##### Texto dado #####
# Radio control para 2 motores 24v



## pinkplot (Oct 24, 2007)

Hola, soy nuevo en mandos a distancia, estoy haciendo un proyecto en el cual necesito controlar a distancia dos motores dc de 24v, los motores estan integrados en un movil, la distancia ideal para poder  manejar seria de al menos 20 metros de separacion del control al movil, se necesitaria controlar los movimientos, adelante-atras,derecha-izquierda, y tambien bloquear o frenar el movimiento de las ruedas desde el control,se que suena complicado bueno al menos para mi, si alguien tiene alguna idea, me gustaria saber sus opiniones, y sugerencias. gracias


----------



## ciri (Oct 24, 2007)

Tiene que ser inalámbrico si o si?


----------



## pinkplot (Oct 25, 2007)

si, a una distancia de unos 20 mtrs
no tengo idea de como hacerlo, porfavor necesito ayuda
tengo conociemientos de electronica digital y analogica


----------



## ciri (Oct 25, 2007)

De repente se me ocurre.

Por infra rojo?

Algo así como si fuera el control remoto de un TV, con un poco mas de potencia.

Solo tengo la idea nunca trabaje con eso, pero no es muy difícil,

hay que averiguar.


----------



## Roberto02 (Oct 26, 2007)
#####
Consigna 1: Indica si cada afirmación concuerda con el texto sobre los motores de 24v. Responde sí o no y cita textualmente las palabras que lo deciden. (a) Quien abre el tema quiere manejar el móvil desde al menos 20 metros de distancia. (b) ciri ya ha trabajado antes con infrarrojo. (c) Quien abre el tema dice no tener conocimientos de electrónica.
El texto y las filas son materiales independientes entre sí.
##### Filas dadas #####
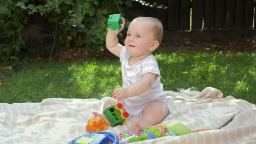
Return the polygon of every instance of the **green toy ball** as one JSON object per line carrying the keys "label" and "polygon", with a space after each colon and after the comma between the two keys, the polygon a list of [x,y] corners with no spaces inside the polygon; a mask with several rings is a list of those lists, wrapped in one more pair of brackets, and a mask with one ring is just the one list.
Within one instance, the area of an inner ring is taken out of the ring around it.
{"label": "green toy ball", "polygon": [[173,123],[167,125],[169,131],[175,132],[178,136],[181,136],[191,133],[192,132],[187,126],[179,123]]}

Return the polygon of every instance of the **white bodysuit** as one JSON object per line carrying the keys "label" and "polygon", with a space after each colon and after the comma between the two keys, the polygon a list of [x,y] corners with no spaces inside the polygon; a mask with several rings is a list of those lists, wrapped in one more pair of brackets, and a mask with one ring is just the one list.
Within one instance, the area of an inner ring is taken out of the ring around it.
{"label": "white bodysuit", "polygon": [[161,101],[168,107],[166,95],[160,82],[158,64],[154,56],[151,54],[131,67],[129,65],[130,57],[125,47],[123,46],[120,55],[123,87],[129,87],[136,83],[141,79],[142,75],[146,73],[155,73],[157,76],[149,89],[141,94],[124,100],[125,111],[132,117],[140,118],[145,106],[152,101]]}

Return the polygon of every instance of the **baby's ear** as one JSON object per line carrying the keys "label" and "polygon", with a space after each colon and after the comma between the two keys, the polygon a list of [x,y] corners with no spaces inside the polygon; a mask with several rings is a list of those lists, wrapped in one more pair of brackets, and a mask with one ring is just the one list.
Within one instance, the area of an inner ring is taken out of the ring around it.
{"label": "baby's ear", "polygon": [[155,40],[152,43],[151,46],[149,48],[149,51],[155,51],[159,45],[159,43],[157,40]]}

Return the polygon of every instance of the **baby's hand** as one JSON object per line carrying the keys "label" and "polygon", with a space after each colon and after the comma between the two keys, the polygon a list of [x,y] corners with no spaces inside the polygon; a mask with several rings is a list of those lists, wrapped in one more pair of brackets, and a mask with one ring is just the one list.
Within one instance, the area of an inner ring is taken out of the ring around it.
{"label": "baby's hand", "polygon": [[112,93],[112,97],[118,101],[122,101],[128,97],[129,95],[128,88],[120,88],[114,90]]}
{"label": "baby's hand", "polygon": [[119,30],[118,29],[116,29],[115,31],[115,33],[117,34],[118,33],[120,32],[125,27],[125,18],[122,17],[122,23],[120,24],[120,30]]}

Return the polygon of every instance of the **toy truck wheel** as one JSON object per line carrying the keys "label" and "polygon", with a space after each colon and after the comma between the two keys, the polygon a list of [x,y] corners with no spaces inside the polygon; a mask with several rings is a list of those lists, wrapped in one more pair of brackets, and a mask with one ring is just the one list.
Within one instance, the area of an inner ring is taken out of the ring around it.
{"label": "toy truck wheel", "polygon": [[107,130],[107,129],[109,128],[109,126],[108,125],[105,125],[105,126],[104,126],[104,128],[103,128],[104,129],[104,130],[106,131]]}
{"label": "toy truck wheel", "polygon": [[127,118],[129,117],[129,114],[127,112],[124,112],[123,113],[123,116],[125,118]]}

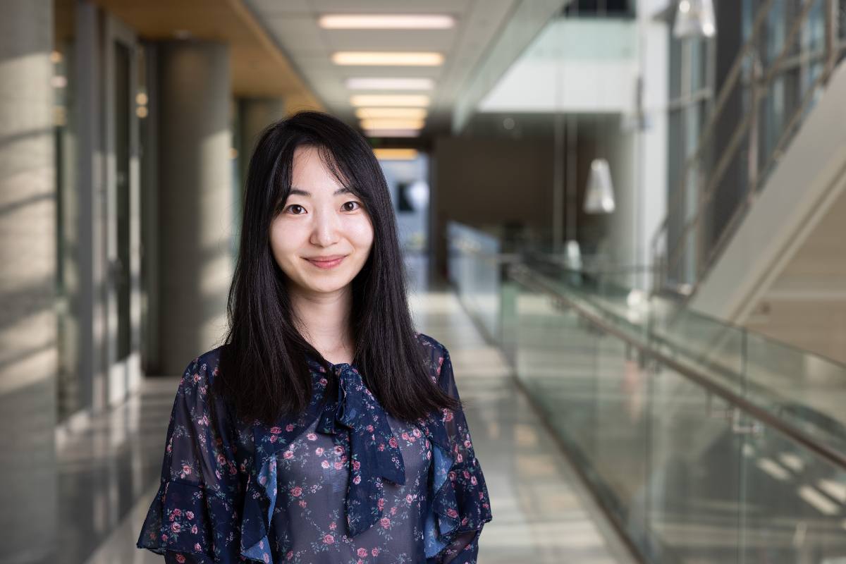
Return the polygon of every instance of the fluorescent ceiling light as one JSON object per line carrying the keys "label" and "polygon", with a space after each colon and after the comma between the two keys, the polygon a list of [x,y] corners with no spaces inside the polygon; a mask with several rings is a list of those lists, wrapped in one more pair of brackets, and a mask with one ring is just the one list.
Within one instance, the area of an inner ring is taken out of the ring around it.
{"label": "fluorescent ceiling light", "polygon": [[357,94],[349,98],[356,107],[365,106],[428,107],[429,96],[422,94]]}
{"label": "fluorescent ceiling light", "polygon": [[455,18],[446,14],[327,14],[318,23],[324,30],[448,30]]}
{"label": "fluorescent ceiling light", "polygon": [[351,90],[431,90],[435,88],[431,79],[347,79]]}
{"label": "fluorescent ceiling light", "polygon": [[414,161],[417,158],[416,149],[374,149],[373,153],[381,161]]}
{"label": "fluorescent ceiling light", "polygon": [[437,67],[443,55],[433,51],[338,51],[332,62],[341,65]]}
{"label": "fluorescent ceiling light", "polygon": [[362,119],[362,129],[422,129],[422,119]]}
{"label": "fluorescent ceiling light", "polygon": [[360,107],[355,110],[359,119],[393,118],[400,119],[424,119],[426,111],[422,107]]}
{"label": "fluorescent ceiling light", "polygon": [[368,137],[419,137],[420,129],[365,129]]}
#####
Consigna 2: Enumera, por favor, todas las líneas de las filas que contienen la palabra "truck".

Solución completa 1:
(a) Sí: "al menos 20 metros de separacion del control al movil".
(b) No: "Solo tengo la idea nunca trabaje con eso".
(c) No: "tengo conociemientos de electronica digital y analogica".

Solución completa 2:
Return the polygon of every instance of the **toy truck wheel** as one JSON object per line carrying the keys "label" and "polygon", with a space after each colon and after the comma between the two keys, the polygon a list of [x,y] corners with no spaces inside the polygon; a mask with several rings is a list of those lists, wrapped in one more pair of brackets, and a mask with one ring is just the one list.
{"label": "toy truck wheel", "polygon": [[107,130],[107,129],[109,128],[109,126],[108,125],[105,125],[105,126],[104,126],[104,128],[103,128],[104,129],[104,130],[106,131]]}
{"label": "toy truck wheel", "polygon": [[127,118],[129,117],[129,114],[127,112],[124,112],[123,113],[123,116],[125,118]]}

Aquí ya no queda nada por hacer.